* Study text *

Throughout Burn Book there are several examples of her up-close-and-personal experiences with tech’s most prominent figures. She is explicit, though, that the people she covers are not her friends.

Google cofounders Sergey Brin and Larry Page once spent the night at her mother’s apartment in New York because of an elevator malfunction at their hotel. (Spare a thought for Swisher’s then-wife who was a Google employee at the time and had to have a sleepover with her boss’s, boss’s, boss … at her mother-in-law’s house no less). At a party in 1999, Swisher had a conversation about same-sex parenthood with an earnestly curious Jeff Bezos, according to Burn Book. The exchange was later leaked to Page Six, which speculated Bezos might be the father of Swisher’s child. 

Swisher makes no apologies for how close she got to the people she covered, attributing to being in the right place at the right time as her career grew in parallel to theirs. 

“I got lucky because I got there before they were all famous,” Swisher says about the tech executives she covered. “I was there when Google was in a garage. Nobody at the Wall Street Journal [where Swisher worked] was really paying attention to these people, except me.”

* Exercise 1 *
Name every tech figure that the passage on Swisher's Burn Book mentions by full name.
* Exercise 2 *
Set down the passage on Swisher's Burn Book from "Swisher makes no" to "parallel to theirs.".
* Exercise 3 *
Take the passage on Swisher's Burn Book further from its last sentence.

* Given data *
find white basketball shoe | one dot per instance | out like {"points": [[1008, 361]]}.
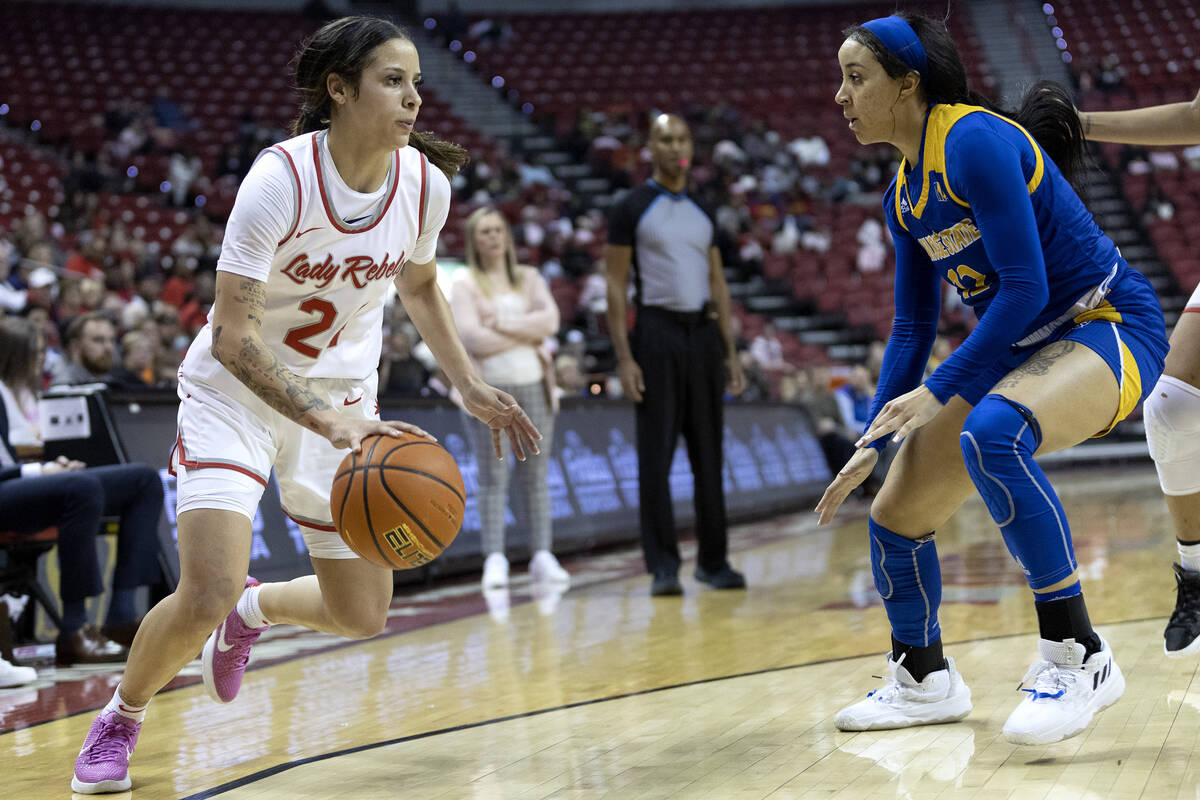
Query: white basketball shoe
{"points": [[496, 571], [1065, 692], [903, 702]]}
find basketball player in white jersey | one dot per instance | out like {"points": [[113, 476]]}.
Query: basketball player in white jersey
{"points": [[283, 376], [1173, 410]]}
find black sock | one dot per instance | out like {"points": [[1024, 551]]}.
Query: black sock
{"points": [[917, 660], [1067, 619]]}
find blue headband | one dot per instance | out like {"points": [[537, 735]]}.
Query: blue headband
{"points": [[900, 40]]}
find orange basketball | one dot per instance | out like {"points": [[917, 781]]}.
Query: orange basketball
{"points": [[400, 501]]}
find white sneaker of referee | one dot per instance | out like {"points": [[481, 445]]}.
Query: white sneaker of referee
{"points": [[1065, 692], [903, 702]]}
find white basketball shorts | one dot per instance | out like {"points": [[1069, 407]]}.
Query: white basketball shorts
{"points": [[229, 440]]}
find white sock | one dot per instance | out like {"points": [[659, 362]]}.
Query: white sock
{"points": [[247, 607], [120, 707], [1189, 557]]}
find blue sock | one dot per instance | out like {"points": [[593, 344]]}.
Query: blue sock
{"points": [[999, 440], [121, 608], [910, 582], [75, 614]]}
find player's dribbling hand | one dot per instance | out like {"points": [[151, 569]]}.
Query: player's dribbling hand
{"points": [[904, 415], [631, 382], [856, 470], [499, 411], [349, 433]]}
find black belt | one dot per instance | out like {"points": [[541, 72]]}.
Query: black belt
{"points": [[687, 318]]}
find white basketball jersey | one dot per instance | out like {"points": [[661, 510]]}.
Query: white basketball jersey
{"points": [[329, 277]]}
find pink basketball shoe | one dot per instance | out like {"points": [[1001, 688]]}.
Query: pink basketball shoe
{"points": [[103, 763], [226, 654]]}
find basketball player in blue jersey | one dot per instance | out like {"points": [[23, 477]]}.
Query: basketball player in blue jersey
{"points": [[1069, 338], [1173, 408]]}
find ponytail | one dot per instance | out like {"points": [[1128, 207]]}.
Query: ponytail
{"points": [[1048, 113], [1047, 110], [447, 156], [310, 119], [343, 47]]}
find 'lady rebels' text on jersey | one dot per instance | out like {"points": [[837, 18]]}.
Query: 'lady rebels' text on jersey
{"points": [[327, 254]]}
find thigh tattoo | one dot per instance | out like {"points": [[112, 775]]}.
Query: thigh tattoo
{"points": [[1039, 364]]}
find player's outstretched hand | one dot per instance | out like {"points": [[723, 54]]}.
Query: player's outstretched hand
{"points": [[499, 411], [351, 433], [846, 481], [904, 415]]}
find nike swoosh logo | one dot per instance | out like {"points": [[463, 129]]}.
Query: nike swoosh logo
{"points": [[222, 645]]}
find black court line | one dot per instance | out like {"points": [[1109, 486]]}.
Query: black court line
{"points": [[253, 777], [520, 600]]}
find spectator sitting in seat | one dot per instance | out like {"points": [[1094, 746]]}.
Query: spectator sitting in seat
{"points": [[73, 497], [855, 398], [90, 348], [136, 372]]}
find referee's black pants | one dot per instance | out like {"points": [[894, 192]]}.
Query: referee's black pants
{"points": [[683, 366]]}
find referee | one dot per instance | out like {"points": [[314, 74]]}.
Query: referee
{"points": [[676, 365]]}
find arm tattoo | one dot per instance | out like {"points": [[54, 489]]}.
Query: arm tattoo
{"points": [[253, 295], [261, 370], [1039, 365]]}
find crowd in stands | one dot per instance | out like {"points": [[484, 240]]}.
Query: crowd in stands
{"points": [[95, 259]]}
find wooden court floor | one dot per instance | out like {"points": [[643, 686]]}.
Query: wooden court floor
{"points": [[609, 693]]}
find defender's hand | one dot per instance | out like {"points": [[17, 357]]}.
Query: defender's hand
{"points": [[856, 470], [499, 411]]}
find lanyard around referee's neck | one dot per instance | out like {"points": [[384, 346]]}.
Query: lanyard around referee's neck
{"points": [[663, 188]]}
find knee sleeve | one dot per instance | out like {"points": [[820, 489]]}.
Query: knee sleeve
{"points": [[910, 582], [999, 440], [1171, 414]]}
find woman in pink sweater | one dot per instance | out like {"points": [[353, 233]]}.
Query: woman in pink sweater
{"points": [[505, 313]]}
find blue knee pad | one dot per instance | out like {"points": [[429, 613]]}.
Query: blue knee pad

* Final answer 1 *
Sergey Brin, Larry Page, Jeff Bezos

* Final answer 2 *
Swisher makes no apologies for how close she got to the people she covered, attributing to being in the right place at the right time as her career grew in parallel to theirs.

* Final answer 3 *
The rest was down to reporting chops. “I also spent a lot of time cultivating relationships,” she says. “If you’re the first person Jeff Bezos deals with, you have better access.”

What also may ruffle some feathers is that Swisher admits, both in Burn Book and her many other media appearances, that she likes some of the executives she covers. LinkedIn cofounder Reid Hoffman, Snap CEO Evan Spiegel, and former AOL CEO Steve Case are just a few executives Swishers classifies as mensches. It is taboo for a journalist to say they “like” someone they cover, making Swisher’s admission a small act of courage, rather than a large one of obsequiousness. 

Even now, as she watches the founders she started covering from the garage turn over the reins of their company to a new generation of leaders, Swisher knows the nature of Silicon Valley means their perches atop the industry are far from secure. In fact, she hopes the advent of AI will usher in a new coterie of companies and leaders. 

“I hope there’s some company we haven’t ever met, who’s going to clean all their clocks,” Swisher says. “That’s my hope. I love when everybody’s clocks get cleaned by a new fresh startup with a new idea. That’s my favorite part of tech.”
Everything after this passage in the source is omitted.